===== Supplied material =====

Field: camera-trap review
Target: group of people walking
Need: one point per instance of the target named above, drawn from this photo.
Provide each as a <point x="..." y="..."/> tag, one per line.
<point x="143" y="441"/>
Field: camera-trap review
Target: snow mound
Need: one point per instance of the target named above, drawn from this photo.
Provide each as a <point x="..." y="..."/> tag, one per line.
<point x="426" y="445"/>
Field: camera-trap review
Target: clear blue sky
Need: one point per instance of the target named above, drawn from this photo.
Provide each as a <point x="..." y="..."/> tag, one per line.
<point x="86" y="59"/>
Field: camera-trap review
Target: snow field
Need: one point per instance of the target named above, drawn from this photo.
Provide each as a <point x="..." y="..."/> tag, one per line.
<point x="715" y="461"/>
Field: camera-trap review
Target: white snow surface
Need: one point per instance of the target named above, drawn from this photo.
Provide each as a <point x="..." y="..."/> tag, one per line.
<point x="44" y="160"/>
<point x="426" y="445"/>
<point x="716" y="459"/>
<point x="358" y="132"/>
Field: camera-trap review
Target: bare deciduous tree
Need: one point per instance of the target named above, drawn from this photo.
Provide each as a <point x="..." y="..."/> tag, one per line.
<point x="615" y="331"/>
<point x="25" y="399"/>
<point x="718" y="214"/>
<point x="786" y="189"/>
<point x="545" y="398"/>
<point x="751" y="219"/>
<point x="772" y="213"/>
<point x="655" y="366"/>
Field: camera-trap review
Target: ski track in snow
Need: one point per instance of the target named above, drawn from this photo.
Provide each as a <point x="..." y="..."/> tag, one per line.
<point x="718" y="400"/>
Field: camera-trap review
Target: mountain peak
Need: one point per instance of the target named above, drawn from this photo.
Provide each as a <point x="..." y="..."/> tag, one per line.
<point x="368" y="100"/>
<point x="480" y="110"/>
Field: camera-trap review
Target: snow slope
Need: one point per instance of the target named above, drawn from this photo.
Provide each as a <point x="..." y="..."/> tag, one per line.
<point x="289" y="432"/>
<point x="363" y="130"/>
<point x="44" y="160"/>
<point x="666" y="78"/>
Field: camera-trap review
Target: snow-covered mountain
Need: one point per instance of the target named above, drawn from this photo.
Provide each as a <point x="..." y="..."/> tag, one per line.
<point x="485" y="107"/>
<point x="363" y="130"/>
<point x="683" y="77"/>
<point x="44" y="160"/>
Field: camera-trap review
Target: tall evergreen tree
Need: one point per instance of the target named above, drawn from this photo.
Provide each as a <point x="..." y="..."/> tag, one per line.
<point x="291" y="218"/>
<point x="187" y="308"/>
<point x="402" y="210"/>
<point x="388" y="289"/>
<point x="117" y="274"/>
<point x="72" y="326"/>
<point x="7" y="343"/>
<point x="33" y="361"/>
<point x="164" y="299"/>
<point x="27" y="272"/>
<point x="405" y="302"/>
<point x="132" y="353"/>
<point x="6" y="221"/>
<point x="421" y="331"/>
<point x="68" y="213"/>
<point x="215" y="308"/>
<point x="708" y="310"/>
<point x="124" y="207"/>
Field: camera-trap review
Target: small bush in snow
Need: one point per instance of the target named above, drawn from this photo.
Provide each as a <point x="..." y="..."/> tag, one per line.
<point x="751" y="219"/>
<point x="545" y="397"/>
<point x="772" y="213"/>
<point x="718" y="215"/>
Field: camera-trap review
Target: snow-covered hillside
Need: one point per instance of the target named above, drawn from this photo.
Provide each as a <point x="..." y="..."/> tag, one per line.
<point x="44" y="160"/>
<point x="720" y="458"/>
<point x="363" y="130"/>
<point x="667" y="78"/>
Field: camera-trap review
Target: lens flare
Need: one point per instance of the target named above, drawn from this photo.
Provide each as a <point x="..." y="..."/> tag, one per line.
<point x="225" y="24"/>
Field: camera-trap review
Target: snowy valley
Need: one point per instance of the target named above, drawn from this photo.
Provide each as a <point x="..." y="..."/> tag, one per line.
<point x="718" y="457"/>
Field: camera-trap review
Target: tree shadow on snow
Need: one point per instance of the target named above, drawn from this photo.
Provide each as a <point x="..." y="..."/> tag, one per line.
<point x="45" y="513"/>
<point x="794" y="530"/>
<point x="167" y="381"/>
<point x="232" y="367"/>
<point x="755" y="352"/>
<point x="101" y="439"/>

=====

## Your assignment
Repeat the listing. Keep each line precisely as shown.

## Task solution
Field: camera-trap review
Target: group of people walking
Need: one point per instance of the target named above, drawn from this photo.
Provide each as a <point x="..." y="..."/> tag, one per line.
<point x="143" y="441"/>
Field: camera-trap review
Target: snow mound
Need: one point per instance of the target named above, drawn from this photo.
Provide each as a <point x="..." y="..."/> tag, one per line.
<point x="426" y="445"/>
Field: camera-trap review
Target: clear blue sky
Need: one point per instance of the target named above, drawn from this photo.
Provide each as a <point x="..." y="..."/> tag, one per line.
<point x="86" y="59"/>
Field: camera-trap review
Target: snow field
Need: one point per instance of the target named above, drawn from this photo.
Provide each as a <point x="..." y="..."/> tag, one per line.
<point x="715" y="461"/>
Field: camera-trap review
Target: white snow surface
Need: one point per instance of the target named above, drawn from this photo.
Provide each as a <point x="..." y="..."/> tag, one per line.
<point x="44" y="160"/>
<point x="426" y="445"/>
<point x="716" y="459"/>
<point x="358" y="132"/>
Field: camera-trap review
Target: bare deciduous tree
Need: one point per instance of the target named above, drawn from this photo.
Provide each as a <point x="..." y="..."/> tag, one per line.
<point x="615" y="331"/>
<point x="25" y="399"/>
<point x="718" y="214"/>
<point x="786" y="189"/>
<point x="545" y="398"/>
<point x="751" y="219"/>
<point x="772" y="213"/>
<point x="655" y="366"/>
Field: camera-trap review
Target: ski track in snow
Need: one point per instance of the target named above, drawn from this photo.
Provide each as a <point x="..." y="..."/> tag, one per line.
<point x="718" y="400"/>
Field: camera-trap review
Target: mountain peak
Need: one point per instance of the target named above, drawn from this photo.
Provide each as a <point x="..." y="..."/> tag, one per line.
<point x="368" y="100"/>
<point x="480" y="110"/>
Field: camera-trap review
Target: snow slope
Need: one point per instance of the target named above, drawn from this photo.
Provide each as a <point x="..." y="..."/> tag, one per line.
<point x="289" y="432"/>
<point x="363" y="130"/>
<point x="44" y="160"/>
<point x="666" y="78"/>
Field: camera-trap review
Target: snow-covered mountain
Need: one point per instance of the target named above, drawn from this photo.
Provide each as a <point x="..." y="..."/> tag, one per line.
<point x="485" y="107"/>
<point x="363" y="130"/>
<point x="683" y="77"/>
<point x="44" y="160"/>
Field: camera-trap review
Target: tall evergreen tree
Need: one point per instance of the target named above, drawn from this photo.
Provide each as a <point x="..." y="..."/> tag, one per line.
<point x="291" y="218"/>
<point x="187" y="308"/>
<point x="402" y="210"/>
<point x="388" y="289"/>
<point x="117" y="274"/>
<point x="72" y="326"/>
<point x="7" y="343"/>
<point x="33" y="361"/>
<point x="164" y="299"/>
<point x="27" y="272"/>
<point x="405" y="302"/>
<point x="132" y="353"/>
<point x="6" y="221"/>
<point x="421" y="331"/>
<point x="68" y="213"/>
<point x="215" y="308"/>
<point x="708" y="310"/>
<point x="124" y="207"/>
Field: camera-trap review
Target: small bush in snow
Need: one point per instance of the target named above, drawn from this photo.
Provide each as a <point x="..." y="..."/> tag, one per line.
<point x="751" y="219"/>
<point x="545" y="397"/>
<point x="772" y="213"/>
<point x="718" y="215"/>
Field: camera-trap review
Target: snow-covered hillside
Need: one point per instance of the target named above, drawn from this photo.
Provide each as a <point x="..." y="..."/> tag, one per line.
<point x="44" y="160"/>
<point x="720" y="458"/>
<point x="363" y="130"/>
<point x="667" y="78"/>
Field: camera-trap review
Target: lens flare
Need: one point per instance of the target named above, drawn from this photo.
Provide each as a <point x="..." y="..."/> tag, one per line.
<point x="225" y="24"/>
Field: camera-trap review
Target: snowy valley
Need: one point per instance of the target named above, drawn from this photo.
Provide each as a <point x="..." y="..."/> tag, one per line.
<point x="718" y="457"/>
Field: camera-trap review
Target: tree shadow on snow
Need: one point per instance of the target named above, drawn from this photo.
Provide each as a <point x="..." y="..."/> tag, one per line.
<point x="45" y="513"/>
<point x="794" y="530"/>
<point x="167" y="381"/>
<point x="232" y="367"/>
<point x="755" y="352"/>
<point x="101" y="439"/>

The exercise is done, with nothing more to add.